Looking at the records below, please say how many lines contain the word "plank", as a bare number.
----- RAW DATA
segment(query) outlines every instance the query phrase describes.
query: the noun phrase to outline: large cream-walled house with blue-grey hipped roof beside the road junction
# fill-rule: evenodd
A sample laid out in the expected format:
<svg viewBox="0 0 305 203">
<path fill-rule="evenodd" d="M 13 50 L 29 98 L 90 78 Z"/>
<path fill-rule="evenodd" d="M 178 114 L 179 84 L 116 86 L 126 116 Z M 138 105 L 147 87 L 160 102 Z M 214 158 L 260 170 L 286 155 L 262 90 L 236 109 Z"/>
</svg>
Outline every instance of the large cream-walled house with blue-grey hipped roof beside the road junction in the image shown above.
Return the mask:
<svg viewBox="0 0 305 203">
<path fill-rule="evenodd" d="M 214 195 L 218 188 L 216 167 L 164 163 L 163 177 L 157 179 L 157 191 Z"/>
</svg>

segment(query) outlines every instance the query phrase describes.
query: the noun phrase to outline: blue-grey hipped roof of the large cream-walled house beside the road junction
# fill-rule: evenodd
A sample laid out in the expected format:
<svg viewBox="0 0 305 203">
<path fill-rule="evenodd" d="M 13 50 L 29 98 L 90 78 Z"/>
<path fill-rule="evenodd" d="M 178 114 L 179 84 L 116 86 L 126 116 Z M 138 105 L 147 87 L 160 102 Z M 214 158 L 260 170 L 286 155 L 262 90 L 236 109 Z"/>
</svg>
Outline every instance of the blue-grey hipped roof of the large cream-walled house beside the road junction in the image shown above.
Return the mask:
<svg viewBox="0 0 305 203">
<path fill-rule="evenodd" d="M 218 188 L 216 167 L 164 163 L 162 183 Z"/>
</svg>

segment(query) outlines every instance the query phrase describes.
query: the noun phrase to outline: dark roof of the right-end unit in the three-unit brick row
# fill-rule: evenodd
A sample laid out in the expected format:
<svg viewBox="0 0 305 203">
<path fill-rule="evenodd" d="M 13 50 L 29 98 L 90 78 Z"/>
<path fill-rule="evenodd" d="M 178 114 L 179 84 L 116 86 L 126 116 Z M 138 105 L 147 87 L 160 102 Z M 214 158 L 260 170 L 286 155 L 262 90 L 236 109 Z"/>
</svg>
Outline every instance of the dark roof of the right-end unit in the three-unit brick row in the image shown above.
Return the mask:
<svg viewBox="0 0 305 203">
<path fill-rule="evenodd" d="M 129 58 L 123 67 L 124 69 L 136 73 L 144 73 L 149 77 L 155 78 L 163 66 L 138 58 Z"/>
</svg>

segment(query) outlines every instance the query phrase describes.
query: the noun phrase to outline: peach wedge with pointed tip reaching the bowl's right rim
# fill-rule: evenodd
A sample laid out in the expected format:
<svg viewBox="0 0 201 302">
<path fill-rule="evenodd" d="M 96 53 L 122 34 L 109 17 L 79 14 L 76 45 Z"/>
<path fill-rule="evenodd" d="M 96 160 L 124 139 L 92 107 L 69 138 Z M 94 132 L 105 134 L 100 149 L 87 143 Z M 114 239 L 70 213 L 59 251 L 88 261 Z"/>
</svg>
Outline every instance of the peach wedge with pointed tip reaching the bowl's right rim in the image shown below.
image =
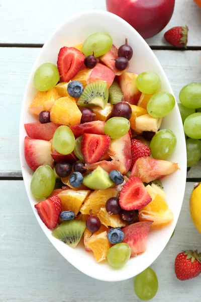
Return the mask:
<svg viewBox="0 0 201 302">
<path fill-rule="evenodd" d="M 149 156 L 138 159 L 133 166 L 130 178 L 137 176 L 142 182 L 161 179 L 162 177 L 174 173 L 178 170 L 178 164 L 168 161 L 155 160 Z"/>
</svg>

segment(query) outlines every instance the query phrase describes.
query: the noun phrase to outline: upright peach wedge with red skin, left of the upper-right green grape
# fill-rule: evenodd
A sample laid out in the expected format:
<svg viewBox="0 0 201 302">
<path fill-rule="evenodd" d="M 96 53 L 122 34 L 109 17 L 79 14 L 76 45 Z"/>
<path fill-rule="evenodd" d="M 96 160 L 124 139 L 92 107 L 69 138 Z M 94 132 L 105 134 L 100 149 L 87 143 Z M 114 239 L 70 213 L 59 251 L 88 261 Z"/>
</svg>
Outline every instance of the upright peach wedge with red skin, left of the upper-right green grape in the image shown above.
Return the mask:
<svg viewBox="0 0 201 302">
<path fill-rule="evenodd" d="M 136 105 L 138 103 L 141 96 L 141 92 L 137 89 L 136 86 L 137 77 L 138 74 L 127 71 L 120 75 L 120 77 L 118 77 L 121 90 L 124 94 L 125 102 L 133 105 Z"/>
</svg>

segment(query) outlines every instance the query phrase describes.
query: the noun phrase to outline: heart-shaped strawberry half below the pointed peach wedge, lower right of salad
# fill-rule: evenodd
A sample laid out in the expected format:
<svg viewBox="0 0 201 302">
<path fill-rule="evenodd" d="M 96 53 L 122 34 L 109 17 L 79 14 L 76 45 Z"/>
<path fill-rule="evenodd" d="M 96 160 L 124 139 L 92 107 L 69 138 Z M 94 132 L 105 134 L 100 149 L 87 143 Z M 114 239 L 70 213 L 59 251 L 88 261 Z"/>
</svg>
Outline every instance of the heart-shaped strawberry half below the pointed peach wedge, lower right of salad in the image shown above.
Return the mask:
<svg viewBox="0 0 201 302">
<path fill-rule="evenodd" d="M 119 203 L 122 209 L 130 211 L 142 209 L 151 200 L 152 198 L 141 179 L 139 177 L 132 177 L 123 186 Z"/>
</svg>

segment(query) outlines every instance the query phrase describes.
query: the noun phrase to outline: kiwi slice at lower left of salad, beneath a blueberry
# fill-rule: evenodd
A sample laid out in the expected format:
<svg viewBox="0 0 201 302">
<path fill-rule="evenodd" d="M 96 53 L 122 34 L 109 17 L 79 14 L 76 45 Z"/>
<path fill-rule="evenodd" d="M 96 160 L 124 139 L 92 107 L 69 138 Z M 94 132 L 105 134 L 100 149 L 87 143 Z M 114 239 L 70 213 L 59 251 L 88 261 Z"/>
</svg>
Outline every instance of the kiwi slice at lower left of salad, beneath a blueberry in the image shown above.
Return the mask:
<svg viewBox="0 0 201 302">
<path fill-rule="evenodd" d="M 52 235 L 74 249 L 79 243 L 85 228 L 86 223 L 81 220 L 63 221 L 54 229 Z"/>
</svg>

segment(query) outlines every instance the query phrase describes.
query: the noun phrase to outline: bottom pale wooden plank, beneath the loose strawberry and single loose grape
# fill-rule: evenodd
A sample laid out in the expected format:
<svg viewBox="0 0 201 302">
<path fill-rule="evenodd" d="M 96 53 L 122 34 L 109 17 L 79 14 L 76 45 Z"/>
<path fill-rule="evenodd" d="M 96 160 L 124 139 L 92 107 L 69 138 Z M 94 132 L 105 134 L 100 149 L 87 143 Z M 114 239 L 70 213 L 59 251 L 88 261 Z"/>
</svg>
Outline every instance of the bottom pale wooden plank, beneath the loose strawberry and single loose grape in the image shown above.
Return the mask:
<svg viewBox="0 0 201 302">
<path fill-rule="evenodd" d="M 187 183 L 175 234 L 152 265 L 159 280 L 153 302 L 200 301 L 199 277 L 181 282 L 174 274 L 174 259 L 180 251 L 201 250 L 200 234 L 188 209 L 192 188 L 193 183 Z M 55 250 L 32 212 L 22 181 L 1 181 L 0 191 L 5 192 L 0 199 L 1 302 L 139 301 L 133 279 L 97 281 L 79 272 Z"/>
</svg>

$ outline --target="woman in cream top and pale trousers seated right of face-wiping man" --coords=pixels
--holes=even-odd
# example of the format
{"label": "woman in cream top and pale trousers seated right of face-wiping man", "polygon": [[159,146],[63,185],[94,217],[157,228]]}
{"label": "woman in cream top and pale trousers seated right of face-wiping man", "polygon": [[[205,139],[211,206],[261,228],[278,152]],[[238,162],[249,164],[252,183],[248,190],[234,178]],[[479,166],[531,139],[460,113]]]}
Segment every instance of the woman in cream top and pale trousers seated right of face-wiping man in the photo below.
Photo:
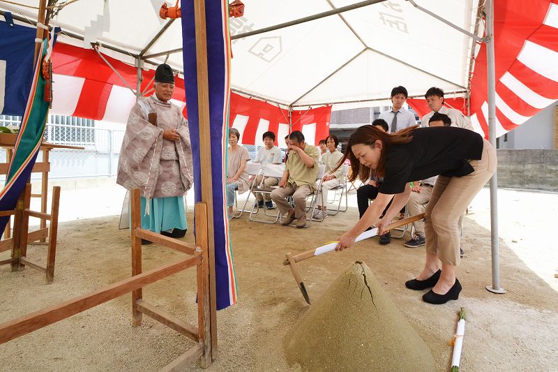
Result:
{"label": "woman in cream top and pale trousers seated right of face-wiping man", "polygon": [[337,150],[339,140],[332,134],[326,138],[326,145],[329,152],[322,154],[322,163],[326,166],[324,178],[322,179],[322,195],[318,195],[318,208],[312,217],[324,219],[327,217],[327,192],[339,186],[343,177],[343,168],[339,167],[339,161],[343,158],[341,151]]}

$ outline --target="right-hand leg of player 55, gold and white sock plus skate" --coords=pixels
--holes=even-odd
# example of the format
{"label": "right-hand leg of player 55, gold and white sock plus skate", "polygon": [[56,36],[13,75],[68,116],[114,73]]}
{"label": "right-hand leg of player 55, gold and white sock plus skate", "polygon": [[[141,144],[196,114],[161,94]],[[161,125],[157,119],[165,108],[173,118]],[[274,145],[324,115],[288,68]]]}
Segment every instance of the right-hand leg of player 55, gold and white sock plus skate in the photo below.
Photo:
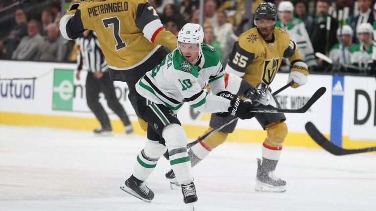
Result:
{"label": "right-hand leg of player 55, gold and white sock plus skate", "polygon": [[258,158],[256,175],[257,191],[284,192],[286,182],[278,178],[274,171],[281,156],[282,145],[287,136],[286,120],[282,113],[258,113],[256,119],[267,131],[267,137],[262,144],[262,162]]}

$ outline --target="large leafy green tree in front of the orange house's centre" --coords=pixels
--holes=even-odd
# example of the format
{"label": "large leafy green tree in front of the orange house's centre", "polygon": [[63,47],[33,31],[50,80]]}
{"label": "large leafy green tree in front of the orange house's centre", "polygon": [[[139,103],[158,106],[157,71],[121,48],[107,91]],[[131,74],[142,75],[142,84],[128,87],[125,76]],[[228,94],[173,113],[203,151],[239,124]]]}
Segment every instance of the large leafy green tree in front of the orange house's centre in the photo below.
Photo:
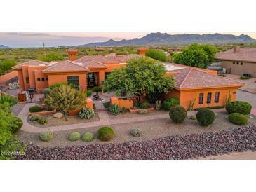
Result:
{"label": "large leafy green tree in front of the orange house's centre", "polygon": [[[173,88],[173,77],[166,77],[166,69],[162,64],[149,57],[135,57],[128,62],[127,67],[115,69],[103,88],[107,91],[126,90],[128,95],[135,95],[137,101],[147,95],[163,94]],[[159,96],[159,95],[158,95]]]}

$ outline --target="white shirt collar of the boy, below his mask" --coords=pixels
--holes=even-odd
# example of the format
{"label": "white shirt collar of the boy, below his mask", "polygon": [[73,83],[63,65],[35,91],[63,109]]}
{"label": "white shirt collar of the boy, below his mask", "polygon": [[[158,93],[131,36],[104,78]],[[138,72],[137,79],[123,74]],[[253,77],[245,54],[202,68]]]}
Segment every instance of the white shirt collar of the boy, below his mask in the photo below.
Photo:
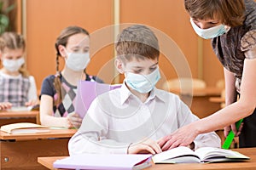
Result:
{"label": "white shirt collar of the boy, below his mask", "polygon": [[[131,91],[127,88],[126,84],[125,84],[125,80],[120,88],[120,93],[121,95],[121,105],[123,105],[125,103],[125,101],[127,99],[129,99],[130,96],[137,98],[137,96],[135,96],[134,94],[131,93]],[[165,101],[164,96],[162,96],[162,94],[160,93],[160,90],[158,90],[157,88],[153,88],[153,90],[151,90],[148,99],[144,102],[145,104],[148,103],[148,101],[150,101],[151,99],[160,99],[162,101]]]}

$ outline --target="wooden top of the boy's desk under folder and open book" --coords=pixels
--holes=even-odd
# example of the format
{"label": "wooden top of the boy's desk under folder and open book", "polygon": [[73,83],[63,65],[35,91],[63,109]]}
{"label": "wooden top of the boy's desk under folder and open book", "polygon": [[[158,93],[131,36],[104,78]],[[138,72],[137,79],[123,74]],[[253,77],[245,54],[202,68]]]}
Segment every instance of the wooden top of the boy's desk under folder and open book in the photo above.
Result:
{"label": "wooden top of the boy's desk under folder and open book", "polygon": [[[239,151],[241,154],[249,156],[251,160],[249,161],[240,161],[240,162],[220,162],[220,163],[181,163],[181,164],[157,164],[152,167],[146,168],[147,170],[155,169],[155,170],[207,170],[207,169],[256,169],[256,148],[242,148],[242,149],[234,149]],[[53,168],[53,162],[58,159],[63,159],[67,156],[52,156],[52,157],[38,157],[38,162],[44,167],[49,169]]]}

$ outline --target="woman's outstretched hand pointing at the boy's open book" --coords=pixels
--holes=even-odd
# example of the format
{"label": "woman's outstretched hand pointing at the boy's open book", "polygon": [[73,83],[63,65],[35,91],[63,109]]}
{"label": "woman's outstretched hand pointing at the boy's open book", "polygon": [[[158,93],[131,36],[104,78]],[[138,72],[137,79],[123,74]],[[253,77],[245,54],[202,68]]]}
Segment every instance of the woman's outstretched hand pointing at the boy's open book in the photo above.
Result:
----------
» **TASK RESULT**:
2